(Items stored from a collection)

# # #

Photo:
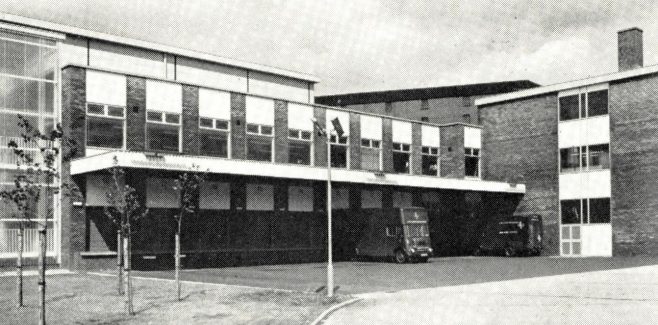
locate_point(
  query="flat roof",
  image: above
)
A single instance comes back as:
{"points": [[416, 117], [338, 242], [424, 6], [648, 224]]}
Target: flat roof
{"points": [[55, 27], [400, 95], [652, 69]]}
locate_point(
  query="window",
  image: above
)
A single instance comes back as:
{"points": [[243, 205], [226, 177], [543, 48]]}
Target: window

# # #

WHAT IS EXPECTED:
Copy out all of the entries above word for word, leaving out the pictures.

OUTPUT:
Photo:
locate_point(
  query="flat roof",
  image: above
)
A single instance comes back as:
{"points": [[416, 117], [338, 242], [424, 6], [648, 224]]}
Target: flat roof
{"points": [[55, 27], [400, 95], [652, 69]]}
locate_point(
  query="window",
  image: above
)
A single instance comes back as:
{"points": [[243, 205], [226, 177], [543, 48]]}
Target: window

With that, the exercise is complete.